• DESCRIPTION OF THE TASK
Leaving out each picture, transcribe the lines of the listing below exactly from the first through the line that contains "Target: light wood panel".

START TASK DATA

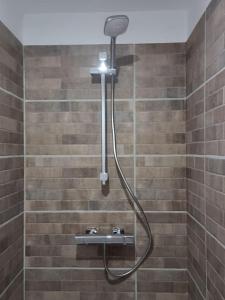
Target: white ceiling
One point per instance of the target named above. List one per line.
(68, 6)
(36, 21)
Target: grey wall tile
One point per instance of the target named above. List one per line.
(75, 284)
(11, 62)
(169, 241)
(50, 239)
(195, 57)
(215, 25)
(156, 284)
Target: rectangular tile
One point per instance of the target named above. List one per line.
(197, 253)
(63, 72)
(195, 188)
(195, 57)
(11, 125)
(215, 196)
(169, 241)
(161, 182)
(160, 127)
(12, 185)
(15, 290)
(11, 62)
(160, 70)
(215, 24)
(195, 131)
(168, 284)
(215, 269)
(11, 251)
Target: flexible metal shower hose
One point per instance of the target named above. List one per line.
(133, 198)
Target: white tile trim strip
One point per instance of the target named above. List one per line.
(11, 94)
(11, 283)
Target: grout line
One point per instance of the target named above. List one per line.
(11, 220)
(97, 100)
(135, 161)
(11, 94)
(24, 187)
(104, 211)
(205, 229)
(11, 283)
(120, 155)
(101, 268)
(74, 100)
(204, 173)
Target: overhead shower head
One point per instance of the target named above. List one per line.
(116, 25)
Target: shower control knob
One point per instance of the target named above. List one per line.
(91, 230)
(117, 230)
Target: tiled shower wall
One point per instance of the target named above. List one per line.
(206, 155)
(11, 166)
(63, 192)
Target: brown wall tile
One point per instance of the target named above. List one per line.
(63, 72)
(67, 128)
(73, 184)
(160, 71)
(160, 127)
(64, 183)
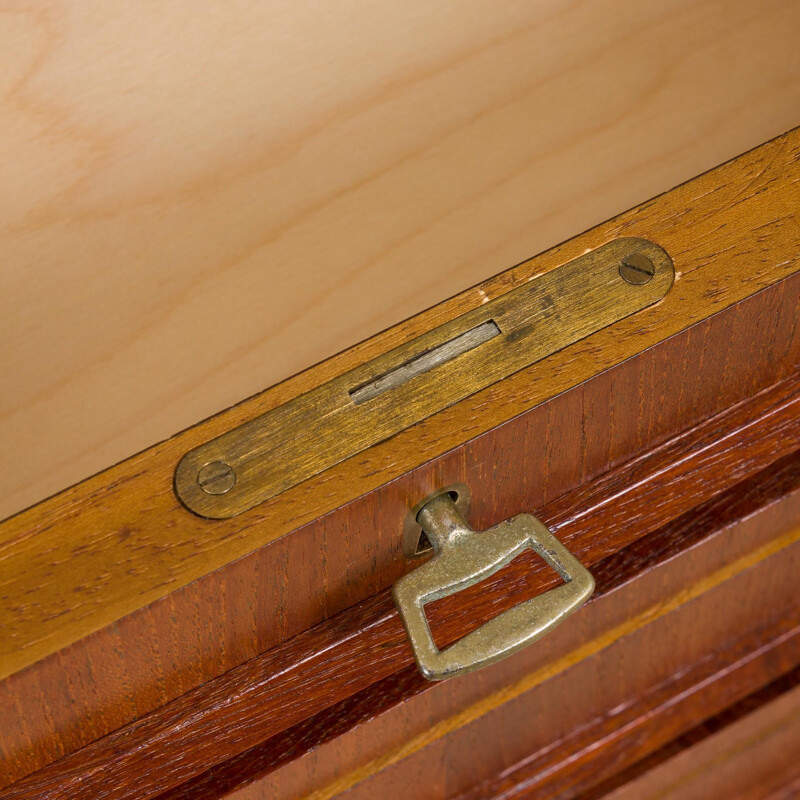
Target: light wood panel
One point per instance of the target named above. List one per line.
(197, 200)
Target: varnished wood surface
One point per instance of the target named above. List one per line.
(716, 724)
(196, 203)
(752, 758)
(246, 608)
(603, 747)
(448, 765)
(120, 541)
(327, 665)
(402, 715)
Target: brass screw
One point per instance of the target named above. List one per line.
(637, 269)
(216, 477)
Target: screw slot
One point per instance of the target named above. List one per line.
(216, 477)
(637, 269)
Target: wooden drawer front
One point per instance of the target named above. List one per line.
(655, 653)
(177, 657)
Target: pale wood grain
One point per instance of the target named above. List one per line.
(197, 200)
(121, 540)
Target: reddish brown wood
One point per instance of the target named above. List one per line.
(570, 719)
(570, 767)
(103, 586)
(611, 573)
(326, 665)
(150, 657)
(750, 756)
(710, 727)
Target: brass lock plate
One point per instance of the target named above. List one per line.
(319, 429)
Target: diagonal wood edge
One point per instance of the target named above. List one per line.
(116, 542)
(539, 676)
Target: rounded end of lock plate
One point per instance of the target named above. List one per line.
(415, 542)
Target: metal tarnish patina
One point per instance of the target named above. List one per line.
(464, 557)
(378, 399)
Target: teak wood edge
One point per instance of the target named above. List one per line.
(120, 540)
(325, 665)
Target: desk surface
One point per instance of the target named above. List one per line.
(198, 201)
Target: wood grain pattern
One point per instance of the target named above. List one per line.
(319, 743)
(485, 745)
(610, 742)
(167, 167)
(120, 541)
(255, 603)
(325, 665)
(725, 719)
(116, 542)
(753, 758)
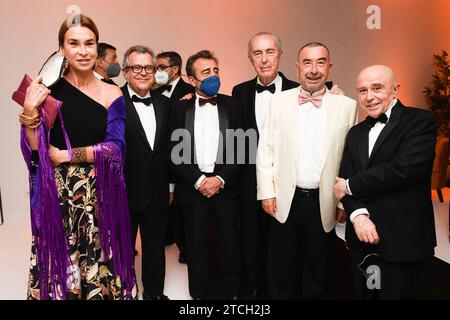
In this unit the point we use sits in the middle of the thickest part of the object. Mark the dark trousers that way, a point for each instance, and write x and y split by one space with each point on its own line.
397 281
253 230
197 237
152 228
304 218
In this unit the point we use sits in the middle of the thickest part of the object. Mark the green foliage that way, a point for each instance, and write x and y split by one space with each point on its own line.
438 93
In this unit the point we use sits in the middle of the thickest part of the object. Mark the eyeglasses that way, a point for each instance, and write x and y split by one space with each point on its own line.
138 68
163 67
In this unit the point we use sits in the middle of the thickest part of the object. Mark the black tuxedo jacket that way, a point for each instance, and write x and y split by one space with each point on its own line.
187 174
244 93
147 169
181 89
393 184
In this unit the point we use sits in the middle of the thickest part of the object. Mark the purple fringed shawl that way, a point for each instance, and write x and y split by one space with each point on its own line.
113 216
46 222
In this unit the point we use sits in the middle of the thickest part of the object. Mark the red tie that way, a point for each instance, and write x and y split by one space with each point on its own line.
315 100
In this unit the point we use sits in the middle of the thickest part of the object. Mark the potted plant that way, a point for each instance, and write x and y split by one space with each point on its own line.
438 93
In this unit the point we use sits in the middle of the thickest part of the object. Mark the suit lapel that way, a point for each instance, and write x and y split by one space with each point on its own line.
189 125
134 119
223 126
159 114
332 114
363 145
251 97
390 125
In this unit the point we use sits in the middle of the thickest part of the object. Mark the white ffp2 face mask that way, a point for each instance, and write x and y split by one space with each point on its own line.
161 77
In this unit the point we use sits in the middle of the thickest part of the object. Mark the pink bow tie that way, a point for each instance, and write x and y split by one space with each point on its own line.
315 100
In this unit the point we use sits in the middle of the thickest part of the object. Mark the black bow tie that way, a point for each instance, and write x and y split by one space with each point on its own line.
166 87
381 118
260 88
147 101
212 100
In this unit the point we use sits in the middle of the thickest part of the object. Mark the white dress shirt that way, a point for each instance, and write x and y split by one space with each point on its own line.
262 101
311 144
146 116
168 94
374 133
206 138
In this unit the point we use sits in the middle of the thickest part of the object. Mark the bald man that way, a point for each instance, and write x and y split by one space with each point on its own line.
385 189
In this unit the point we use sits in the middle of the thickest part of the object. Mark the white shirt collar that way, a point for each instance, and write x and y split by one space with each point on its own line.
131 91
389 110
277 81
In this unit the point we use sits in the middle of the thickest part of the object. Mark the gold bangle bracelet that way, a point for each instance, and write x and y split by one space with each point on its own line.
30 122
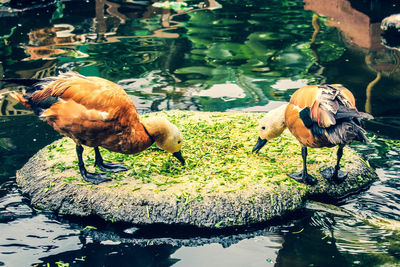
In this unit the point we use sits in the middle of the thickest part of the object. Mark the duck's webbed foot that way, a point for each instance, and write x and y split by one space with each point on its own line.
303 177
111 167
335 176
94 178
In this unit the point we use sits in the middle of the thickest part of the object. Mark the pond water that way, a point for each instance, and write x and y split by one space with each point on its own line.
210 56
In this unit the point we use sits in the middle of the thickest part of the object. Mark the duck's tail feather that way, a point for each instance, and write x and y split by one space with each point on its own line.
30 83
345 133
346 112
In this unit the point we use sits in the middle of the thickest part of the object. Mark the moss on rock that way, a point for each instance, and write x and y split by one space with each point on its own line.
223 184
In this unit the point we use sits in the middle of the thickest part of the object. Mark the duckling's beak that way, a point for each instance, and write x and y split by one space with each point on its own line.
178 155
259 145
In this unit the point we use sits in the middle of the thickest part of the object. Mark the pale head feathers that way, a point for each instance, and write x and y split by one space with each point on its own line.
273 123
166 135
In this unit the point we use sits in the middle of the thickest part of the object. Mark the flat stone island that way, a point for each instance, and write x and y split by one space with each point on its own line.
222 184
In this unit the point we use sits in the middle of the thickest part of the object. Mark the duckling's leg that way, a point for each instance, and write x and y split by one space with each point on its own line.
94 178
106 166
335 174
303 176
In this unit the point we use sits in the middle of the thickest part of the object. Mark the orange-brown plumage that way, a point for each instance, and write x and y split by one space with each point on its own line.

END TASK DATA

• EXERCISE RESULT
Target: white ceiling
One point per instance of the target named above. List one per line.
(68, 6)
(36, 21)
Target: grey wall tile
One point per instance of the target named above. List one per line.
(75, 284)
(11, 62)
(169, 241)
(50, 239)
(195, 57)
(215, 25)
(156, 284)
Target: rectangular tile
One point per instance of the target named above. List one per line.
(197, 253)
(63, 72)
(195, 188)
(195, 57)
(11, 125)
(215, 196)
(169, 241)
(161, 182)
(160, 127)
(12, 185)
(15, 290)
(11, 62)
(160, 70)
(215, 24)
(195, 131)
(168, 284)
(215, 269)
(11, 251)
Target: flexible metal shower hose
One point per instance of the target named above. List one per line.
(133, 198)
Target: white tile trim strip
One point per instance of the target named above. List one per line.
(11, 94)
(11, 283)
Target: grout line
One point per instance of the target named above. List one per line.
(11, 220)
(97, 100)
(135, 161)
(11, 94)
(24, 187)
(104, 211)
(205, 229)
(11, 283)
(120, 155)
(101, 268)
(74, 100)
(204, 173)
Target: overhead shower head
One point per instance of the target named above. List one per line.
(116, 25)
Target: shower control knob
One point per instance of the target named above. List one per line.
(91, 230)
(117, 230)
Target: tiled shower wall
One point per instance of the target named above. List one per line.
(206, 155)
(11, 166)
(63, 192)
Target: brown wall tile
One point per instance of the target named above. List one per line.
(63, 72)
(67, 128)
(73, 184)
(160, 71)
(160, 127)
(64, 183)
Target: light wood panel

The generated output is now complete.